(Source material begins)
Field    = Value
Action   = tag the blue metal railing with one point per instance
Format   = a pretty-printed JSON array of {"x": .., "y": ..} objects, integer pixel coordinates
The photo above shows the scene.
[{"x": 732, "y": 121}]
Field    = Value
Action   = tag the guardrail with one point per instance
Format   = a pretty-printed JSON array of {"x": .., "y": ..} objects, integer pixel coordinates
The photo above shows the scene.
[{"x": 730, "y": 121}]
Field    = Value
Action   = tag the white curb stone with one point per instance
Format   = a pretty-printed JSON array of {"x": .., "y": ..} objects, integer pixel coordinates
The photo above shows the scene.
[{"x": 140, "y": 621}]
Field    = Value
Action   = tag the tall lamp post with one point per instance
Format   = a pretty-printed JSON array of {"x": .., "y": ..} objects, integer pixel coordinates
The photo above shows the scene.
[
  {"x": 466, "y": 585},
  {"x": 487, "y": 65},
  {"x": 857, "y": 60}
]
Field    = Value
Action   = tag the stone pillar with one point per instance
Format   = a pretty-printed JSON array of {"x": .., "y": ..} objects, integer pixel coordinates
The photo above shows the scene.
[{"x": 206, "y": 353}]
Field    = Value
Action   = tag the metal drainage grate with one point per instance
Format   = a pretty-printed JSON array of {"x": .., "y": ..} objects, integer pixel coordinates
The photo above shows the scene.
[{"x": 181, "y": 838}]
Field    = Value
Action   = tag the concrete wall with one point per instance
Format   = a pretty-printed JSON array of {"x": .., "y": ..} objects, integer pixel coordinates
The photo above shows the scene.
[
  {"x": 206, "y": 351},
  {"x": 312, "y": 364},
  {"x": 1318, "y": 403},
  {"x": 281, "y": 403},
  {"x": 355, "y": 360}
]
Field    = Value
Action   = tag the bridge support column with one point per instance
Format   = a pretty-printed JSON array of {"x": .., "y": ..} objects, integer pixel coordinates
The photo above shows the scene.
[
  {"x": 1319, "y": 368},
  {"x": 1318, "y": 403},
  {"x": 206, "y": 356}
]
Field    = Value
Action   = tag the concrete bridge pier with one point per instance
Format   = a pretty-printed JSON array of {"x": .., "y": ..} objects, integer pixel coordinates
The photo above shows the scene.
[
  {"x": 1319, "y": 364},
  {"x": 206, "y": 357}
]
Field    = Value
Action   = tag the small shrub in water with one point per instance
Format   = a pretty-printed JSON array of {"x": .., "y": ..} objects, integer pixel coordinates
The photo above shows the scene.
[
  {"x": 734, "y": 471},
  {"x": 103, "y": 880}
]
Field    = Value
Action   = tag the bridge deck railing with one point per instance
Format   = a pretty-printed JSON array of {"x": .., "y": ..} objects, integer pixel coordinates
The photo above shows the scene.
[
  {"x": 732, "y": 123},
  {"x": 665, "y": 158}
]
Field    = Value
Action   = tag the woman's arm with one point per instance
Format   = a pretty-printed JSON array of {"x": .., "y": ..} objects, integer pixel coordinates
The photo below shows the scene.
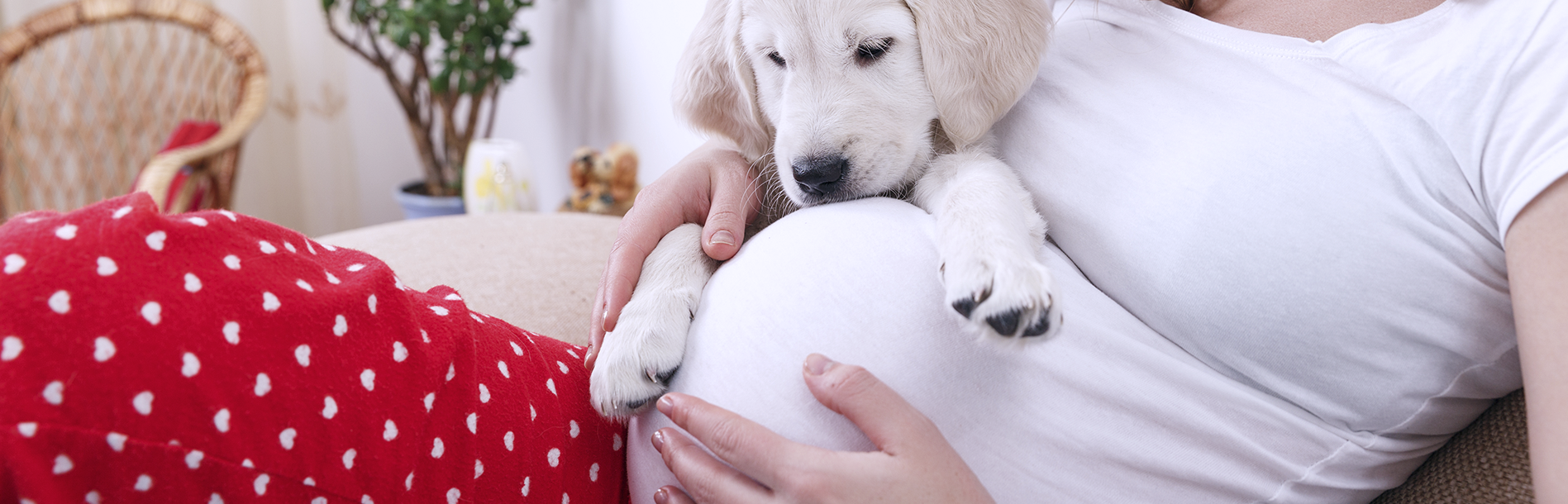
[{"x": 1538, "y": 279}]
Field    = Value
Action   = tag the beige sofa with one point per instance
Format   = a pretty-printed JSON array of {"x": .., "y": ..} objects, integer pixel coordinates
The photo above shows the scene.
[{"x": 540, "y": 273}]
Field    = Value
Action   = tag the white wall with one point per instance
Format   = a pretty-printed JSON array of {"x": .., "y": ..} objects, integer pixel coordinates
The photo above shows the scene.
[{"x": 333, "y": 143}]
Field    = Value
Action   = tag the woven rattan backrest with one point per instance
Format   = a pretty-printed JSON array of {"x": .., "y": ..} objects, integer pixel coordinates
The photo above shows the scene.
[{"x": 91, "y": 89}]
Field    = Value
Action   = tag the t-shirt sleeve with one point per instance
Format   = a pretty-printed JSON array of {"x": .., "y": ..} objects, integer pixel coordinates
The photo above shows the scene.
[{"x": 1526, "y": 146}]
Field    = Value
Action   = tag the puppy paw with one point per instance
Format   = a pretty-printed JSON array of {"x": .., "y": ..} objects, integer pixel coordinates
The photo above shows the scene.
[
  {"x": 639, "y": 359},
  {"x": 1003, "y": 293}
]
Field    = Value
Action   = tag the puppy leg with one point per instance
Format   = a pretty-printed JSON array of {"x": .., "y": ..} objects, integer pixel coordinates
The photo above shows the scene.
(Source material ends)
Write every record out again exactly; no pictures belong in the copy.

Field    = Value
Action   = tag the blue metal railing with one point per instance
Format   = a pretty-printed JSON array of {"x": .., "y": ..} objects, integer pixel coordinates
The photo above shows the scene.
[{"x": 732, "y": 121}]
Field    = Value
Action   = tag the guardrail with one point per instance
Format   = a pretty-printed JSON array of {"x": .., "y": ..} objects, integer pixel coordinates
The photo above shows the scene.
[{"x": 730, "y": 121}]
Field    = Value
Action   = tag the white curb stone with one point per instance
Format   = a pretty-printed JSON array of {"x": .., "y": ..} objects, integer pixel coordinates
The photo above shows the scene.
[{"x": 140, "y": 621}]
Field    = Value
Action   = tag the tall lamp post with one point per instance
Format   = a pretty-printed JSON array of {"x": .., "y": ..} objects, integer pixel coordinates
The photo above shows the scene.
[
  {"x": 466, "y": 585},
  {"x": 487, "y": 65},
  {"x": 857, "y": 60}
]
Field    = Value
Action   = tag the stone pillar with one point per instance
Format   = a pretty-printed JSON array of {"x": .., "y": ..} objects, integer pixel coordinates
The photo above shows the scene.
[{"x": 206, "y": 353}]
Field    = Value
Action   = tag the metal drainage grate with one point per instance
Format   = a pretty-printed JSON array of {"x": .., "y": ..} objects, integer pixel coordinates
The photo above shows the scene.
[{"x": 181, "y": 838}]
Field    = Value
Action   = tag the concrete wall with one point per instance
Format   = a pretty-printed JSON array of {"x": .., "y": ..} objects, integer pixel coordinates
The photo above shows the scene.
[
  {"x": 206, "y": 351},
  {"x": 312, "y": 364},
  {"x": 1318, "y": 403},
  {"x": 281, "y": 403},
  {"x": 355, "y": 360}
]
Field    = Value
Action   = tag the bridge support column with one point per instance
Format   = a pretty-printed JSON array of {"x": .., "y": ..} objects, integer pixel coordinates
The photo above shows the scene.
[
  {"x": 1319, "y": 368},
  {"x": 1318, "y": 403},
  {"x": 206, "y": 356}
]
Field    = Value
Action   = tag the concrete bridge pier with one point per instance
Format   = a pretty-printed JSON array of {"x": .., "y": ..} objects, integer pixel coordinates
The photo above shows the scene.
[
  {"x": 1319, "y": 364},
  {"x": 206, "y": 357}
]
Field    = Value
Action   = tag the small shrub in water with one point per instance
Format   = a pretty-printed JSON array of {"x": .., "y": ..} objects, integer pixel coordinates
The photo above shows the scene.
[
  {"x": 734, "y": 471},
  {"x": 103, "y": 880}
]
Field    = Value
Action   = tag the bridge deck railing with one point per instance
Format   = a pretty-printed JSON array of {"x": .., "y": ..} objects, integer pixel coordinates
The photo above shows the scene.
[
  {"x": 732, "y": 123},
  {"x": 665, "y": 158}
]
Field    = Value
Action   = tag the woman's arm with one point per instance
Format   = a pretty-printed JSON array of {"x": .., "y": ..} objects, integer pixel coordinates
The photo below shows the scene.
[{"x": 1538, "y": 279}]
Field    = Value
Action   = tag the beige sofa with one point per instance
Format   = a pretty-printed JSON array of {"x": .., "y": ..} objects, integer pixel coordinates
The photo above shows the scene.
[{"x": 540, "y": 273}]
Field    = Value
Action   = tag the white wall with one point per instance
Format   = a pretty-printed JSON array of {"x": .., "y": ..} objects, integer pixel coordinates
The photo above shows the scene.
[{"x": 333, "y": 143}]
Field    = Value
Action   = tag the woven rattan backrest with one point per instance
Format   = a pretty-printed JSON array of {"x": .., "y": ..} objects, integer pixel coordinates
The photo above shows the scene.
[{"x": 91, "y": 89}]
Field    = Value
Action   = tag the t-shirt sleeve with one point per instance
Format   = a pretty-printed JSON array of {"x": .., "y": ..} objects, integer pixel coordinates
The photo above shows the scene.
[{"x": 1526, "y": 146}]
Field    = Value
Action   = tag the puppy paw with one point per instance
Format   = a pretty-printed JSON array of {"x": .., "y": ..} objects, integer pixel coordinates
The photo above shows the scene.
[
  {"x": 639, "y": 359},
  {"x": 1003, "y": 293}
]
Field    = Value
Action   = tag the puppy leg with one point per instance
Format   = a pretty-printed JSON array of {"x": .., "y": ..} objects, integer pixel coordinates
The photo above shows the scene.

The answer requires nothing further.